*Stated problem*
Rewrite every line of the entries below, requests included, and shift each x and y point coordinate in the answers up by 17.

** Start of Data for this exercise **

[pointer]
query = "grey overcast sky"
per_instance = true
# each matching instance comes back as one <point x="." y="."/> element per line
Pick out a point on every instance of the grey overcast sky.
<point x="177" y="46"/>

** End of Data for this exercise **

*The solution*
[pointer]
query = "grey overcast sky"
per_instance = true
# each matching instance comes back as one <point x="." y="."/> element per line
Pick out a point on every instance of the grey overcast sky.
<point x="194" y="63"/>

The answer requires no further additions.